** Text **
Trump admin won’t slash Grand Canyon Parashant National Monument
One more piece of good news: No cuts to the pristine Grand Canyon Parashant National Monument. As part of their war on anything not involving drilling or mining, the Trump administration has been “evaluating” whether to remove lands set aside in 14 national monuments (and turn them over for oil and/or mineral exploration).
By Jeremy Bloom
“Today I’m announcing that Grand Canyon-Parashant National Monument’s review process has concluded and I am recommending no changes be made to the monument,” said Secretary Ryan Zinke. “The land has some of the most pristine and undeformed geological formations in North America, which show the scientific history of our earth while containing thousands of years of human relics and fossils.”
Grand Canyon Parashant National Monument was designated in 2000, by President Clinton, and contains a million acres adjacent to Grand Canyon National Park. Clinton decided that having a massive uranium mine right next to the park wouldn’t contribute to its grand, magnificent beauty, and that the rights of a few mining companies didn’t trump the rights of the thousands of people who earn their living from National Park tourism as well as the millions of visitors every year.

** Extracted data **
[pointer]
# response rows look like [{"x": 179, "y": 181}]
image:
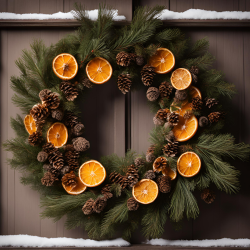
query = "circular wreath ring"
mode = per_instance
[{"x": 187, "y": 152}]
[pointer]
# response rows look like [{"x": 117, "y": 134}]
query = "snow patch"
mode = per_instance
[
  {"x": 35, "y": 241},
  {"x": 225, "y": 242}
]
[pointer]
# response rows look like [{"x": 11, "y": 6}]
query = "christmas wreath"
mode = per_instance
[{"x": 187, "y": 152}]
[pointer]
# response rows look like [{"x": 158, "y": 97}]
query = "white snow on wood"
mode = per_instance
[
  {"x": 35, "y": 241},
  {"x": 225, "y": 242},
  {"x": 92, "y": 14},
  {"x": 203, "y": 14}
]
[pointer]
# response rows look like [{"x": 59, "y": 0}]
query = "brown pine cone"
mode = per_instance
[
  {"x": 196, "y": 103},
  {"x": 48, "y": 179},
  {"x": 171, "y": 149},
  {"x": 147, "y": 74},
  {"x": 39, "y": 112},
  {"x": 165, "y": 89},
  {"x": 132, "y": 204},
  {"x": 35, "y": 138},
  {"x": 124, "y": 83},
  {"x": 99, "y": 204},
  {"x": 208, "y": 196},
  {"x": 69, "y": 179},
  {"x": 69, "y": 90},
  {"x": 88, "y": 207},
  {"x": 152, "y": 94}
]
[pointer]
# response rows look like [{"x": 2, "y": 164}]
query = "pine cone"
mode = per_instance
[
  {"x": 173, "y": 118},
  {"x": 88, "y": 207},
  {"x": 210, "y": 102},
  {"x": 42, "y": 156},
  {"x": 171, "y": 149},
  {"x": 57, "y": 114},
  {"x": 208, "y": 196},
  {"x": 147, "y": 74},
  {"x": 164, "y": 184},
  {"x": 149, "y": 175},
  {"x": 69, "y": 179},
  {"x": 69, "y": 90},
  {"x": 196, "y": 103},
  {"x": 152, "y": 94},
  {"x": 48, "y": 179},
  {"x": 81, "y": 144},
  {"x": 39, "y": 112},
  {"x": 132, "y": 204},
  {"x": 165, "y": 89},
  {"x": 99, "y": 204},
  {"x": 124, "y": 83},
  {"x": 35, "y": 138}
]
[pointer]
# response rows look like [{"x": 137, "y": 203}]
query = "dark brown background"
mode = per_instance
[{"x": 117, "y": 122}]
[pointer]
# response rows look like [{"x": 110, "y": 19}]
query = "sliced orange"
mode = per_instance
[
  {"x": 186, "y": 128},
  {"x": 99, "y": 70},
  {"x": 92, "y": 173},
  {"x": 78, "y": 189},
  {"x": 29, "y": 124},
  {"x": 145, "y": 191},
  {"x": 57, "y": 134},
  {"x": 163, "y": 61},
  {"x": 65, "y": 66},
  {"x": 189, "y": 164},
  {"x": 181, "y": 79}
]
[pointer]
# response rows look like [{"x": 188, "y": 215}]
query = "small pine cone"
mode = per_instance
[
  {"x": 203, "y": 121},
  {"x": 69, "y": 179},
  {"x": 196, "y": 103},
  {"x": 42, "y": 156},
  {"x": 215, "y": 116},
  {"x": 48, "y": 179},
  {"x": 88, "y": 207},
  {"x": 132, "y": 204},
  {"x": 208, "y": 196},
  {"x": 165, "y": 89},
  {"x": 164, "y": 184},
  {"x": 160, "y": 163},
  {"x": 173, "y": 118},
  {"x": 210, "y": 102},
  {"x": 124, "y": 83},
  {"x": 149, "y": 175},
  {"x": 81, "y": 144},
  {"x": 147, "y": 74},
  {"x": 99, "y": 204},
  {"x": 69, "y": 90},
  {"x": 35, "y": 138},
  {"x": 51, "y": 101},
  {"x": 39, "y": 112},
  {"x": 180, "y": 95},
  {"x": 57, "y": 114},
  {"x": 171, "y": 149},
  {"x": 152, "y": 94}
]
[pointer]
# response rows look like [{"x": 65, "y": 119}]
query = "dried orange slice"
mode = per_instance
[
  {"x": 189, "y": 164},
  {"x": 99, "y": 70},
  {"x": 92, "y": 173},
  {"x": 65, "y": 66},
  {"x": 145, "y": 191},
  {"x": 57, "y": 134},
  {"x": 30, "y": 124},
  {"x": 78, "y": 189},
  {"x": 181, "y": 79},
  {"x": 163, "y": 61},
  {"x": 186, "y": 128}
]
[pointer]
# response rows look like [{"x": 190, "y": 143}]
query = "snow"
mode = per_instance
[
  {"x": 35, "y": 241},
  {"x": 203, "y": 14},
  {"x": 92, "y": 14},
  {"x": 225, "y": 242}
]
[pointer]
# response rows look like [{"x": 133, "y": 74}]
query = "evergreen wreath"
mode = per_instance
[{"x": 50, "y": 100}]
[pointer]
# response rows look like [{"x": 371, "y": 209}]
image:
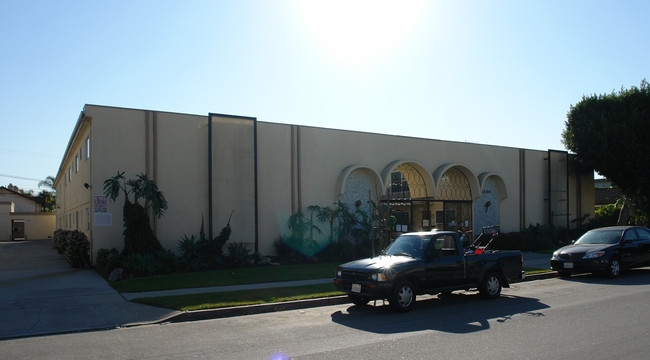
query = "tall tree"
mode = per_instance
[{"x": 610, "y": 133}]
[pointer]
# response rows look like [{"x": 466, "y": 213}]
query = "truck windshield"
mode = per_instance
[{"x": 410, "y": 245}]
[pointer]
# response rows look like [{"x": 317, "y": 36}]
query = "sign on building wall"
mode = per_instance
[{"x": 102, "y": 216}]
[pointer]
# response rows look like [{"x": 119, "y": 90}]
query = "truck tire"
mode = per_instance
[
  {"x": 490, "y": 287},
  {"x": 402, "y": 298},
  {"x": 359, "y": 300}
]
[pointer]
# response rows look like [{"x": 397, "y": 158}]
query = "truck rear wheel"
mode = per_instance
[
  {"x": 490, "y": 287},
  {"x": 402, "y": 297},
  {"x": 359, "y": 300}
]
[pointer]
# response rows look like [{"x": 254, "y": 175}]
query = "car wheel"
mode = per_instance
[
  {"x": 614, "y": 268},
  {"x": 490, "y": 287},
  {"x": 359, "y": 300},
  {"x": 402, "y": 297}
]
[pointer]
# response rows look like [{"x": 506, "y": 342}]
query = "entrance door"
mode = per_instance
[{"x": 18, "y": 229}]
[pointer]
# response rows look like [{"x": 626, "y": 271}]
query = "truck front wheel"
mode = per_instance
[
  {"x": 490, "y": 287},
  {"x": 402, "y": 297}
]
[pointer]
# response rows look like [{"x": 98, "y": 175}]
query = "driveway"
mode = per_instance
[{"x": 41, "y": 294}]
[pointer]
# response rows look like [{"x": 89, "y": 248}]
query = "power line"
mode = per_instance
[{"x": 19, "y": 177}]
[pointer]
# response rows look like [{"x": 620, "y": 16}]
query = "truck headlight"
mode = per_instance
[{"x": 593, "y": 255}]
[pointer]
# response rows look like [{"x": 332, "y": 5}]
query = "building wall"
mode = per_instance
[
  {"x": 6, "y": 208},
  {"x": 73, "y": 199},
  {"x": 297, "y": 166},
  {"x": 21, "y": 203},
  {"x": 38, "y": 226}
]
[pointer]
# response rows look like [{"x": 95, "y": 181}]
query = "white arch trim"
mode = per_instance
[
  {"x": 426, "y": 176},
  {"x": 498, "y": 180},
  {"x": 343, "y": 178},
  {"x": 474, "y": 185}
]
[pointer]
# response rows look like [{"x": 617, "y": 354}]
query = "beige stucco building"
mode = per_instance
[
  {"x": 209, "y": 166},
  {"x": 22, "y": 218}
]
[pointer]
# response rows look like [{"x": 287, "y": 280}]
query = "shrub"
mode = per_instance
[
  {"x": 77, "y": 251},
  {"x": 107, "y": 261},
  {"x": 60, "y": 240}
]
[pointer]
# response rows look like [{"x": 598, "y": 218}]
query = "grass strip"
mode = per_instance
[
  {"x": 223, "y": 277},
  {"x": 240, "y": 298}
]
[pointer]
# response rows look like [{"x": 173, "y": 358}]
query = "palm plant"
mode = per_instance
[{"x": 138, "y": 236}]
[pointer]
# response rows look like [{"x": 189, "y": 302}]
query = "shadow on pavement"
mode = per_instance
[
  {"x": 457, "y": 313},
  {"x": 627, "y": 277}
]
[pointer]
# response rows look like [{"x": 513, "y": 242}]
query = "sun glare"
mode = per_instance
[{"x": 356, "y": 32}]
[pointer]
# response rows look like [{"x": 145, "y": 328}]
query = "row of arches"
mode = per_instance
[{"x": 450, "y": 197}]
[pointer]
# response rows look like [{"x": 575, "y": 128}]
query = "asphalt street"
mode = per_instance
[
  {"x": 585, "y": 317},
  {"x": 41, "y": 294}
]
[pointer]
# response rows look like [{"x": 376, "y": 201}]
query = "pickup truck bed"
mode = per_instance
[{"x": 427, "y": 263}]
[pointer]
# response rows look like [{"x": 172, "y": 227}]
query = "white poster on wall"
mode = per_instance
[{"x": 102, "y": 216}]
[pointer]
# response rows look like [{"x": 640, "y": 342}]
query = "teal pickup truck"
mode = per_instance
[{"x": 428, "y": 263}]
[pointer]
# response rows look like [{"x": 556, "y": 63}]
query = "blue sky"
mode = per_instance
[{"x": 492, "y": 72}]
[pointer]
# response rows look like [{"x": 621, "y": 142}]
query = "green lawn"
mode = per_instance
[
  {"x": 249, "y": 275},
  {"x": 239, "y": 276}
]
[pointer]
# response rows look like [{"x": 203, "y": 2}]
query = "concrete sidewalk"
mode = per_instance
[
  {"x": 41, "y": 294},
  {"x": 531, "y": 260}
]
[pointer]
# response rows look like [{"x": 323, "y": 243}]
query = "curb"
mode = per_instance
[
  {"x": 207, "y": 314},
  {"x": 195, "y": 315}
]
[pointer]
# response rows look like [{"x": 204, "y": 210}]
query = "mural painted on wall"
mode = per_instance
[
  {"x": 359, "y": 186},
  {"x": 486, "y": 207}
]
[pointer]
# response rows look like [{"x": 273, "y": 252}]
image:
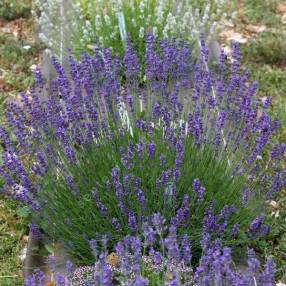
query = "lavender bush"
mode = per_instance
[
  {"x": 171, "y": 265},
  {"x": 99, "y": 157}
]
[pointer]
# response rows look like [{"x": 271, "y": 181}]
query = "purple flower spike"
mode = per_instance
[{"x": 152, "y": 150}]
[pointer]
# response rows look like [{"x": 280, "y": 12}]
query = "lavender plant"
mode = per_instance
[
  {"x": 99, "y": 157},
  {"x": 129, "y": 265},
  {"x": 108, "y": 23}
]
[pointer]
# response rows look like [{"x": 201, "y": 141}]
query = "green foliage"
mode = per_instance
[
  {"x": 12, "y": 228},
  {"x": 16, "y": 62},
  {"x": 13, "y": 9},
  {"x": 269, "y": 48},
  {"x": 262, "y": 12},
  {"x": 94, "y": 171},
  {"x": 275, "y": 244}
]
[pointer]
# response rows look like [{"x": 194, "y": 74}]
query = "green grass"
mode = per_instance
[
  {"x": 265, "y": 57},
  {"x": 12, "y": 228},
  {"x": 15, "y": 62},
  {"x": 13, "y": 9},
  {"x": 268, "y": 48},
  {"x": 15, "y": 76},
  {"x": 262, "y": 12}
]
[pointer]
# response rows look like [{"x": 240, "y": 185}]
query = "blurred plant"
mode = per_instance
[
  {"x": 130, "y": 265},
  {"x": 269, "y": 48},
  {"x": 108, "y": 23},
  {"x": 100, "y": 157},
  {"x": 13, "y": 9}
]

** Exercise 1 **
From the article on the Grand Canyon Parashant National Monument, list every feature that Secretary Ryan Zinke says the monument's land has or contains.
** Exercise 2 **
Answer the following from the article on the Grand Canyon Parashant National Monument, one line per question:
(a) In how many national monuments has the Trump administration been evaluating whether to remove lands?
(b) Who designated the monument, and in what year?
(c) How many acres does the monument contain?

** Written response 1 **
- Some of the most pristine and undeformed geological formations in North America
- Thousands of years of human relics
- Fossils

** Written response 2 **
(a) 14
(b) President Clinton, in 2000
(c) A million acres